-- start Given text --

Do they pay tax in Belgium, their country of origin or a special E.U. tax?


They only pay a special E.U. tax.

From the European Commission Permanent officials page:

As a European civil servant, your salary is not subject to national income tax. Instead, salaries paid by the Commission to its officials are directly subject to a Community tax which is paid directly back into the EU's budget. This tax is levied progressively at a rate of between 8% and 45% of the taxable portion of your salary. An additional special levy is in place until 2012 (see Article 66 of the Staff Regulations ).

  • Do you know if this is a similar rate of taxation(in euros) if they paid directly to the Belgian treasury?
    – Karlth
    Jan 7 '13 at 13:20
  • @user357320 Sorry, no; I don't know the Belgian tax system. Probably it depends on the exact situation.
    – gerrit
    Jan 7 '13 at 13:22
  • According to UKIP's Farange EU officials pay 12% tax.
    – Karlth
    May 22 '13 at 14:03

No, they don't pay any local taxes on their income and there is an excellent reason for that. Such a tax would effectively be a subsidy from the EU budget and EU member states to the states that happen to host the main institutions. It could also provide those states with leverage over these institutions beyond what's provided for in the treaties.

Incidentally, this is an old and established principle that applies to all international organizations.

What I don't understand is why the EU established this “Community tax”, which seems a purely circular thing, coming from one part of the EU budget to return directly ti the same budget.

  • Certainly the reason must be that the EU doesn't want a section of its citizens to be tax free, using services that other citizens (on lower salary) pay for.
    – Karlth
    Oct 3 '14 at 9:55
  • 2
    @user357320 That makes no sense, it's a pure fiction, the money comes from the same pool in any case and doesn't pay for the public services EU civil servants use in the country they are stationed. Since the EU budget come from taxes or customs duties in the first place, other citizens somehow “pay for it” in any case but if there were no taxes, the wages would simply cost less to the EU, with exactly the same net result.

-- end Given text --
-- start Extracted material --

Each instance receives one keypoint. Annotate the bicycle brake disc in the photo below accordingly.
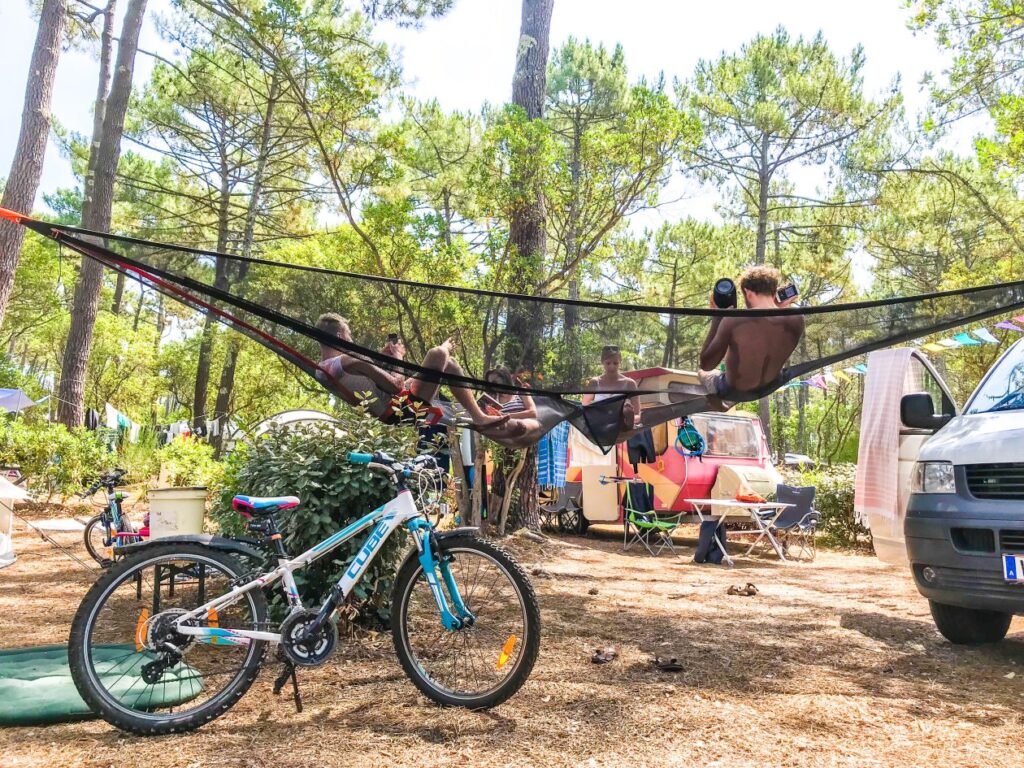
(307, 648)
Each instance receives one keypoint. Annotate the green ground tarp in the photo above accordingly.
(36, 687)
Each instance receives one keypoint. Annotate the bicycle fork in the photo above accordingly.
(434, 562)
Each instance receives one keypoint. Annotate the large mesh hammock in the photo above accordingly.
(276, 304)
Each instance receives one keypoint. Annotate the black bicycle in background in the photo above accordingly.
(111, 528)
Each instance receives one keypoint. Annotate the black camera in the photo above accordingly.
(725, 294)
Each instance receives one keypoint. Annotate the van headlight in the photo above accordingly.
(933, 477)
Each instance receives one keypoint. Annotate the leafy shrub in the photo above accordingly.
(52, 458)
(141, 459)
(308, 461)
(834, 500)
(186, 462)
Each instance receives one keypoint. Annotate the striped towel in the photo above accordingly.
(552, 456)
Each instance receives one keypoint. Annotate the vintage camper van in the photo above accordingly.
(737, 455)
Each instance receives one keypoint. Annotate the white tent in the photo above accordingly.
(14, 400)
(9, 493)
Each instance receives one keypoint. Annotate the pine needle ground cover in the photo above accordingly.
(832, 664)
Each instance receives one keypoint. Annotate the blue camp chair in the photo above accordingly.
(797, 523)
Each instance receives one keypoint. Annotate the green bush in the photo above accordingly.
(834, 500)
(308, 461)
(53, 459)
(186, 461)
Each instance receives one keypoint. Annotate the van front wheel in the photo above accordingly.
(970, 626)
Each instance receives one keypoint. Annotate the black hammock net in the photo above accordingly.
(555, 345)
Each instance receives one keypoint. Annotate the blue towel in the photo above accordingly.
(552, 456)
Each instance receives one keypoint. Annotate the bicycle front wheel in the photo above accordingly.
(132, 668)
(98, 540)
(485, 662)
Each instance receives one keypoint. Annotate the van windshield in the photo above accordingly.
(1004, 388)
(727, 435)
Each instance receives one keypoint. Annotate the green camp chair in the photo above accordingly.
(645, 528)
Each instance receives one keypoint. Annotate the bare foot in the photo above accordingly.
(485, 421)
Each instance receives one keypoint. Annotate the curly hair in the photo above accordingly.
(760, 280)
(333, 324)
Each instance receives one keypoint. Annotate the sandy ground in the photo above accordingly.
(835, 663)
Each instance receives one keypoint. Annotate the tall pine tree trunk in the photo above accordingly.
(220, 282)
(27, 168)
(223, 400)
(102, 92)
(527, 231)
(96, 215)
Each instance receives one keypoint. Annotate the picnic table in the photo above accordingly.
(706, 510)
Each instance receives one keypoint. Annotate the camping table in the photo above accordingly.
(704, 509)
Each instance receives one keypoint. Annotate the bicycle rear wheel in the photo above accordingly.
(130, 666)
(481, 665)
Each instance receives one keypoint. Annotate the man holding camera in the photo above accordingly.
(756, 349)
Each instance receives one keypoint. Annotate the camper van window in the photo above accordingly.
(1003, 389)
(920, 379)
(727, 435)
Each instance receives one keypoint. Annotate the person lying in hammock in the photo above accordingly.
(519, 407)
(612, 379)
(393, 398)
(756, 349)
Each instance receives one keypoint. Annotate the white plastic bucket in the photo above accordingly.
(176, 511)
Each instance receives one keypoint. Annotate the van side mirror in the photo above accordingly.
(918, 412)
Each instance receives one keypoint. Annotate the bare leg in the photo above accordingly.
(438, 358)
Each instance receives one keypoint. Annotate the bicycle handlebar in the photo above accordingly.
(108, 478)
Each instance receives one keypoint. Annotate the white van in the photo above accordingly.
(965, 516)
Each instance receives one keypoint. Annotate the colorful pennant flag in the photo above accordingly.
(818, 382)
(967, 340)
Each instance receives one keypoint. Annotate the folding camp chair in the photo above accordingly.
(565, 511)
(799, 522)
(642, 525)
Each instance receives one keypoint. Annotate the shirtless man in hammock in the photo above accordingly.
(756, 349)
(612, 379)
(393, 397)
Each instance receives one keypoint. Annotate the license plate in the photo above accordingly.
(1013, 567)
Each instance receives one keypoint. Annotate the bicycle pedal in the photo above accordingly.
(289, 672)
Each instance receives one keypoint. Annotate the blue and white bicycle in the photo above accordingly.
(174, 634)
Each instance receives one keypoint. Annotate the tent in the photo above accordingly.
(9, 493)
(14, 400)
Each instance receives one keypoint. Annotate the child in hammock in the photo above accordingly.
(393, 397)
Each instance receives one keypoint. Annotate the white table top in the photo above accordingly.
(736, 504)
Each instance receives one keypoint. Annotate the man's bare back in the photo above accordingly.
(755, 349)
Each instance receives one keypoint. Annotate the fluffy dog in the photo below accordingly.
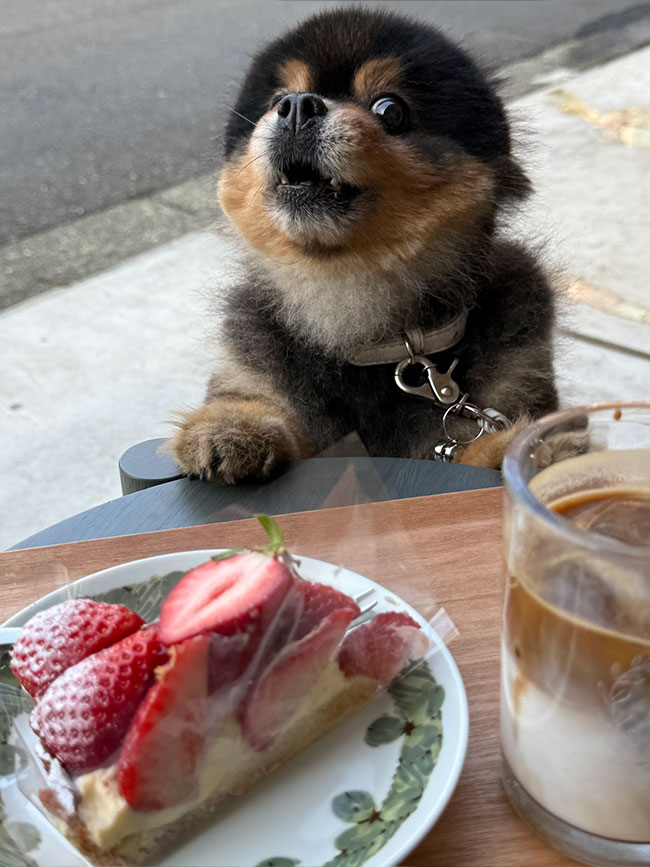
(367, 163)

-- end Extracted material --

Requests:
[1] According to the discussion of EU officials' taxes, why don't these officials pay local taxes on their income?
[2] In the discussion of EU officials' taxes, what range of rates applies to the Community tax?

The responses:
[1] A local tax on their income would in effect be a subsidy from the EU budget and the member states to the states that host the main institutions. It could also give those host states leverage over the institutions beyond what the treaties provide.

[2] It is levied progressively at between 8% and 45% of the taxable portion of the salary.